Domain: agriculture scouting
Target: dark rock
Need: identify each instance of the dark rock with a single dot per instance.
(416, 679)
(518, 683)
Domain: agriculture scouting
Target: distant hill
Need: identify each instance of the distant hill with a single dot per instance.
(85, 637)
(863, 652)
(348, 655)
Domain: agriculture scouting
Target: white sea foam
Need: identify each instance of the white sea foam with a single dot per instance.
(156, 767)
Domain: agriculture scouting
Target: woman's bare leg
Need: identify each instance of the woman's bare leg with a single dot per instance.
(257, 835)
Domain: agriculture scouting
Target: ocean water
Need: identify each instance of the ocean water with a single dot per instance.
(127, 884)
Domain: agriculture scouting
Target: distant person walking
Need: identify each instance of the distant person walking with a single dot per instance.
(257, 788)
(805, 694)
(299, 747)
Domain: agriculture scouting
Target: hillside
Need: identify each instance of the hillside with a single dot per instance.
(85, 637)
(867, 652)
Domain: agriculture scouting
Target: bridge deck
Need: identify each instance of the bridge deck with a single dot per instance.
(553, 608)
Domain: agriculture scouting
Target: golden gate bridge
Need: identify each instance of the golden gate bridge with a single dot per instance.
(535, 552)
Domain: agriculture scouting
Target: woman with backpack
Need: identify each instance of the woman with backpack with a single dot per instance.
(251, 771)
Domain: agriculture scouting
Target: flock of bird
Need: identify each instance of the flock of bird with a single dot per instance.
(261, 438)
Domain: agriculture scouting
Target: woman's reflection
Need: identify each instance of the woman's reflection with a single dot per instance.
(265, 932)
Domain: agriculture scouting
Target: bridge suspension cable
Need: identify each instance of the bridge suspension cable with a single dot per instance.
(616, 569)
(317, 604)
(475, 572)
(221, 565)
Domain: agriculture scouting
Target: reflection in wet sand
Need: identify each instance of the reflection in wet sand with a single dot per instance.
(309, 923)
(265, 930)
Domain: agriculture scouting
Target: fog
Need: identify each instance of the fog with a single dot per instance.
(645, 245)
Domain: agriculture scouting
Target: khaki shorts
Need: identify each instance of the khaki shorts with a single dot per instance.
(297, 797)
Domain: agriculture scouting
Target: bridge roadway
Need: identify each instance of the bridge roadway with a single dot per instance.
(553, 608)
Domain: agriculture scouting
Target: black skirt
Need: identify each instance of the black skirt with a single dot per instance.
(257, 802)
□ □ □
**WHAT IS EXPECTED:** Print the material once more, exactly.

**CORRECT ANSWER:**
Domain: agriculture scouting
Target: dark rock
Need: identify each instance of the dark rock with a single dot per instance.
(416, 679)
(518, 683)
Domain: agriculture scouting
Target: distant hill
Need: identify each instance of the distant hill with a single dot per instance.
(85, 637)
(863, 652)
(348, 655)
Domain: agriculture scouting
Target: white sea foam
Need: identify each instance of the white sea foam with a single dot per instance.
(156, 767)
Domain: agriculture scouting
Target: woman's bare leg
Need: identify each instance of the woman's bare leg with a single dot per instance.
(257, 835)
Domain: agriculture scouting
Target: ocean water
Need: identify each instance of the ocean water with a single dot per instance.
(127, 884)
Domain: agriculture scouting
Target: distant person walking
Need: identify each instance of the distant person walking with a single dot per instance.
(257, 788)
(805, 694)
(299, 747)
Domain: agriculture scouting
Target: hillside
Need: identify each instance of the hillside with a single dot per instance.
(85, 637)
(867, 652)
Domain: agriculture scouting
Target: bridge deck
Need: identify each instance of the bridge deck with a single dot per instance.
(553, 608)
Domain: agriculture scouting
Target: golden gate bridge
Need: identify each instance of the golden gate bridge with a single dot per instance.
(535, 552)
Domain: agriculture scouting
Target: woman with backpack
Need: identify each instance of the woman with backpack with a single dot per instance.
(251, 771)
Domain: agriculture scouting
Target: flock of bird
Need: identify each instance of the flock of bird with a single dot per instance.
(261, 438)
Domain: agriculture scouting
Target: woman's reflection
Need: identify each instance of the woman's reflection with a single dot per instance.
(265, 932)
Domain: agriculture scouting
Target: bridge suspension cable
Need: identify each instance of the bridge suspension cable with a single dot per instance.
(616, 569)
(317, 604)
(475, 572)
(221, 565)
Domain: agriculture scouting
Target: reflection in wet sand
Need: identify each instance of the reflection in wet sand with a single dot per instance.
(309, 923)
(265, 930)
Domain: agriculture scouting
Target: fog
Need: identify each instance of the fog with a single dot per instance.
(645, 245)
Domain: agriculture scouting
Target: khaki shorts
Need: identify each instance of the khaki shorts with a single dot per instance.
(297, 797)
Domain: agriculture scouting
Target: bridge roadway
Need: identify each instance of the bridge roadway with a single dot per instance.
(553, 608)
Domain: agriculture scouting
Target: black skirt
Need: identify each instance of the black skirt with a single dot per instance.
(257, 802)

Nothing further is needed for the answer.